_PAGE EXCERPT_
────────

A leading United Nations expert has said antisemitism is “toxic to democracy” as he reported his findings on the rise in Jew-hate to the General Assembly.
Ahmed Shaheed, UN’s Special Rapporteur on Freedom of Religion or Belief, noted that antisemitism was rising on both the left and right.
“I am alarmed by the growing use of antisemitic tropes by white supremacists, including neo-Nazis and members of radical Islamist groups, in slogans, images, stereotypes and conspiracy theories to incite and justify hostility, discrimination and violence against Jews,” he told the assembly.
“I am also concerned about the increasing expressions of antisemitism emanating from sources in the political left and about discriminatory State practices towards Jews.”
Mr Shaheed also said that education was a “key factor in addressing issues and preventing future incidences of hate.”
Speaking at a UN Education panel discussion, Mr Shaheed said a global coalition was needed to speak out against anti-Semitism, and education is a vital tool to achieve this end.
Speaking to the UN in a separate interview, Mr Shaheed called antisemitism the “canary in the coalmine of global hatred”.
Mr Shaheed’s report noted “numerous reports of an increase in many countries of what is sometimes called ‘left-wing’ antisemitism, in which individuals claiming to hold anti-racist and anti-imperialist views employ antisemitic narratives or tropes in the course of expressing anger at the policies or practices of the Government of Israel.
“In some cases, individuals expressing such views have engaged in Holocaust denial; in others, they have conflated Zionism, the self-determination movement of the Jewish people, with racism, claimed that Israel does not have a right to exist and accused those expressing concern about antisemitism of acting in bad faith.”

────────

_DATA EXTRACTS_

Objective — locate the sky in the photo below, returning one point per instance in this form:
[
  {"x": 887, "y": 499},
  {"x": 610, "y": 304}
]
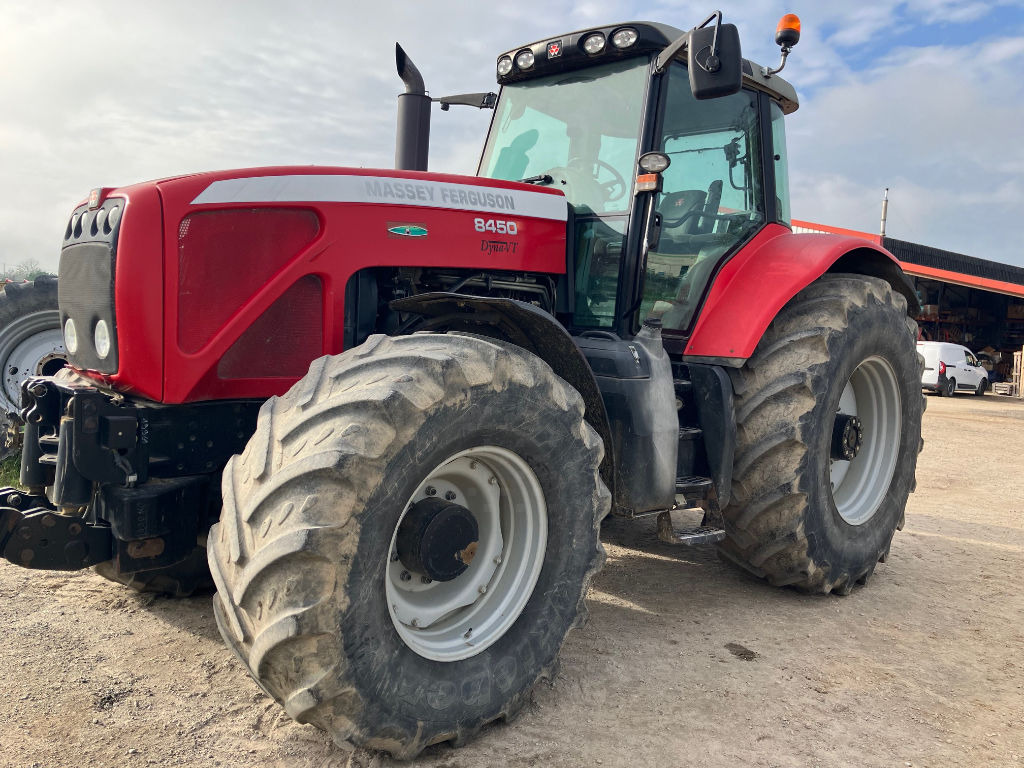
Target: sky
[{"x": 924, "y": 96}]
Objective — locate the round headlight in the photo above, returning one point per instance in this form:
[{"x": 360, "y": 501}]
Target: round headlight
[
  {"x": 524, "y": 59},
  {"x": 624, "y": 38},
  {"x": 102, "y": 339},
  {"x": 594, "y": 43},
  {"x": 71, "y": 336}
]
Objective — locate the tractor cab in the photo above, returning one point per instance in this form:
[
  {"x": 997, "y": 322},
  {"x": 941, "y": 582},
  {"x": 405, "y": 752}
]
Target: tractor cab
[{"x": 577, "y": 113}]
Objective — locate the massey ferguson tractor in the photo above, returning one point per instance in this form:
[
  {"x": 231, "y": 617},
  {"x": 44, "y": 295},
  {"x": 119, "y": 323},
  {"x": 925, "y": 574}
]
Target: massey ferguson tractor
[{"x": 391, "y": 408}]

────────

_WHAT TO DO_
a) Using the article on antisemitism, decide whether each statement agrees with it: (i) Shaheed said antisemitism was rising only on the political right; (ii) Shaheed called antisemitism the canary in the coalmine of global hatred; (iii) Shaheed's report described Zionism as the self-determination movement of the Jewish people. For each, give yes or no along with the deciding words from the article, quoted exactly.
b) Please return, word for word, the part of the article on antisemitism that begins at the words "A leading United" and stops after the words "told the assembly.".

_ACTIVITY ANSWERS_
a)
(i) No: "antisemitism was rising on both the left and right"
(ii) Yes: "canary in the coalmine of global hatred"
(iii) Yes: "Zionism, the self-determination movement of the Jewish people"

b)
A leading United Nations expert has said antisemitism is “toxic to democracy” as he reported his findings on the rise in Jew-hate to the General Assembly.
Ahmed Shaheed, UN’s Special Rapporteur on Freedom of Religion or Belief, noted that antisemitism was rising on both the left and right.
“I am alarmed by the growing use of antisemitic tropes by white supremacists, including neo-Nazis and members of radical Islamist groups, in slogans, images, stereotypes and conspiracy theories to incite and justify hostility, discrimination and violence against Jews,” he told the assembly.